Work to do: Write out the listing below again, precisely as it is given.

======

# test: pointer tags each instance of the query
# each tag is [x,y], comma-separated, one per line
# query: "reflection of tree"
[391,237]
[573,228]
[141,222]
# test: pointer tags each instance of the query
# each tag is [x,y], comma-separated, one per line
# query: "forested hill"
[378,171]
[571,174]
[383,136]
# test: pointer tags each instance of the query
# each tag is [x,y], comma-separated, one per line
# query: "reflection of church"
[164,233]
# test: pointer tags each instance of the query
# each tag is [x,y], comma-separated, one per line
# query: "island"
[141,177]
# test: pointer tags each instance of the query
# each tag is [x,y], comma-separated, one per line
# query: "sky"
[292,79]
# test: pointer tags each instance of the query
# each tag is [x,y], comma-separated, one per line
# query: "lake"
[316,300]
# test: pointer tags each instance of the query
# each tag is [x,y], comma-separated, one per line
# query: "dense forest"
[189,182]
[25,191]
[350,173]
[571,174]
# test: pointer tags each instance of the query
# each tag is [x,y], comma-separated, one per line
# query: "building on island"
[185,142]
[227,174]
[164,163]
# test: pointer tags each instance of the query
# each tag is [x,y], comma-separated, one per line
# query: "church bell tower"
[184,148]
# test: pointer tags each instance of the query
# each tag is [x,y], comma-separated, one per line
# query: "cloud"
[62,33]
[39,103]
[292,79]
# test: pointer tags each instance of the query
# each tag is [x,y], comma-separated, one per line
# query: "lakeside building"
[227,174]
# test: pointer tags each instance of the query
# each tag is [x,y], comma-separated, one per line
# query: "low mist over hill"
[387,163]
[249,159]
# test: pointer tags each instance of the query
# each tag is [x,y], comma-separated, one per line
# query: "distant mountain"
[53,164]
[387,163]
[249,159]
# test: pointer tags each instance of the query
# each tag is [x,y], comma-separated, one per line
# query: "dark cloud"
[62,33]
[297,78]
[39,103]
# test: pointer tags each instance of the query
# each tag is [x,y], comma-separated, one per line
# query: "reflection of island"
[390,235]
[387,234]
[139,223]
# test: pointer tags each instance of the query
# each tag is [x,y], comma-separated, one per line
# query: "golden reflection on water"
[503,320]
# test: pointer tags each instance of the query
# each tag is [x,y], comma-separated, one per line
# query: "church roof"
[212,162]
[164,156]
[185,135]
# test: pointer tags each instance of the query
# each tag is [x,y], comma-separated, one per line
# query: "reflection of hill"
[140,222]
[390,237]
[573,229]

======

Result of this task:
# test: pointer tags each instance of the query
# each tag is [x,y], comma-separated, one per line
# query: "reflection of tree"
[391,237]
[573,228]
[141,222]
# test: pointer tags each instance of the query
# each tag is [x,y], comma-separated, one per line
# query: "forested hill"
[378,171]
[571,174]
[383,136]
# test: pointer tags each instance of the query
# each tag is [x,y], comma-separated, one per line
# query: "reflection of church"
[164,233]
# test: pointer tags each instance of the query
# each tag is [x,y], comma-separated, one per line
# query: "island"
[141,177]
# test: pointer tags each instance of the query
# each tag is [x,y], comma-separated, one per line
# query: "sky"
[292,79]
# test: pointer tags each instance of the query
# each tag is [x,y], comma-separated, one per line
# query: "lake"
[316,300]
# test: pointer tags each instance of the query
# each tag is [x,y], comma-separated, one per line
# query: "dense forest"
[189,182]
[25,191]
[350,173]
[571,174]
# test: pointer tags each instance of the query
# each tag is [x,y], comma-separated, one per line
# query: "building on island"
[185,142]
[227,174]
[164,163]
# test: pointer tags each instance of the query
# each tag is [x,y], comma-separated, one per line
# query: "church bell tower"
[184,148]
# test: pointer tags each instance of the query
# each tag is [x,y], comma-separated, one per line
# query: "cloud"
[62,33]
[39,103]
[292,79]
# test: pointer tags each instance of the query
# each tag is [x,y], comma-separated, one per line
# query: "lakeside building"
[227,174]
# test: pointer tags each instance of the query
# each tag is [x,y], comma-separated, one per line
# query: "low mist over hill"
[387,163]
[249,159]
# test: pointer tags each instance of the query
# each tag is [x,y], comma-separated, one per line
# query: "distant mountain"
[53,164]
[387,163]
[249,159]
# test: pointer tags each instance of the query
# each tag is [x,y], comma-separated, one per line
# query: "dark cloud"
[62,33]
[297,78]
[39,103]
# test: pointer tags each instance of the query
# each tag is [x,y], comma-separated, one per line
# query: "reflection of island"
[390,235]
[387,234]
[139,223]
# test: pointer tags each instance of the query
# each tag is [x,y], comma-separated, one per line
# query: "golden reflection on water"
[503,320]
# test: pointer tags each instance of the query
# each tag is [x,y], comma-separated, one per line
# query: "church roof"
[212,162]
[164,156]
[185,135]
# test: pointer tags each instance of the query
# each tag is [x,y], comma-separated, one per line
# query: "reflection of hill"
[140,222]
[390,237]
[573,229]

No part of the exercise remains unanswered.